▸ Extract

Updated Jul 9, 2008
WASHINGTON - Some 200 religious leaders and former top U.S. national security and military officers have launched a campaign for a presidential order to outlaw torture and cruel and inhumane treatment of all detainees.
'Though we come from a variety of backgrounds and walks of life, we agree that the use of torture and cruel, inhuman or degrading treatment against prisoners is immoral, unwise, and un-American.' |
The campaign has been endorsed by, among others, three former secretaries of state, including George Shultz, who served under former President Ronald Reagan; and three former secretaries of defense, including William Cohen, a Republican who served under former President Bill Clinton.
Sponsored by the National Religious Campaign Against Torture, the Evangelicals for Human Rights and the Minnesota-based Center for Victims of Torture, the declaration has also been signed by 35 retired generals and admirals, as well as by several retired senior counter-terrorist officers of the Central Intelligence Agency and Federal Bureau of Investigation.
"Though we come from a variety of backgrounds and walks of life, we agree that the use of torture and cruel, inhuman or degrading treatment against prisoners is immoral, unwise, and un-American," according to the declaration, which stresses that such practices are also deeply counterproductive.

▸ Problem statement
Reproduce the part of the anti-torture campaign article that begins at the words "Updated Jul 9, 2008" and stops after the words "of all detainees.". Work only from the text itself when responding.

▸ Entries supplied
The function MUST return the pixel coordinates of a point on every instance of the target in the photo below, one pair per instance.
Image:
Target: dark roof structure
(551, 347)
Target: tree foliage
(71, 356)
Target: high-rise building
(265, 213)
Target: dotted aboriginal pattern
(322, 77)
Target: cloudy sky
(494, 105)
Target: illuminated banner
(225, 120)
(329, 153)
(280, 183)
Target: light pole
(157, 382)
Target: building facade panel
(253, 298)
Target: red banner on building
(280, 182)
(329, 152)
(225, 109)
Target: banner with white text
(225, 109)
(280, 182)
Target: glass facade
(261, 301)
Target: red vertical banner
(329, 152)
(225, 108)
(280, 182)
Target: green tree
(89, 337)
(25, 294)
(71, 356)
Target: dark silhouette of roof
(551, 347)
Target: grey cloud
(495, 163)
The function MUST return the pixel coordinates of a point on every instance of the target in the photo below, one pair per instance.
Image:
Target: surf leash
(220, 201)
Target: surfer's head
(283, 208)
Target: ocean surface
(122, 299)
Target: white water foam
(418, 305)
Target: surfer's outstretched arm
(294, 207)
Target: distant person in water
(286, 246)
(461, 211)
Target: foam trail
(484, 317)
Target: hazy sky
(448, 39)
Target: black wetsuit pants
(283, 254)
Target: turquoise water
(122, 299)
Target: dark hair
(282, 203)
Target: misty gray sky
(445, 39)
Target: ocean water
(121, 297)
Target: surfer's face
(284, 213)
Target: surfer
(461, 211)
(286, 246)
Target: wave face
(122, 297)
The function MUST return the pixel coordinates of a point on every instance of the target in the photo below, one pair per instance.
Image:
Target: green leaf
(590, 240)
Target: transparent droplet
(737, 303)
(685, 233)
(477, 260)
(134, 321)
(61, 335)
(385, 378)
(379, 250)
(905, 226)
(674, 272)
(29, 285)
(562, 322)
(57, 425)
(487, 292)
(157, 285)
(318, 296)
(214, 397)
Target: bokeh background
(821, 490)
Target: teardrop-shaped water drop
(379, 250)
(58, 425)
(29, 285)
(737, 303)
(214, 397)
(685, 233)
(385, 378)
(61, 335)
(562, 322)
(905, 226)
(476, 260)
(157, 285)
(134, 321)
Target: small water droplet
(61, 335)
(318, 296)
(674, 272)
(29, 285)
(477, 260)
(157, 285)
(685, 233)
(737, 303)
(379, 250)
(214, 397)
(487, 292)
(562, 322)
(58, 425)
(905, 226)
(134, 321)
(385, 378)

▸ Complete output
Updated Jul 9, 2008
WASHINGTON - Some 200 religious leaders and former top U.S. national security and military officers have launched a campaign for a presidential order to outlaw torture and cruel and inhumane treatment of all detainees.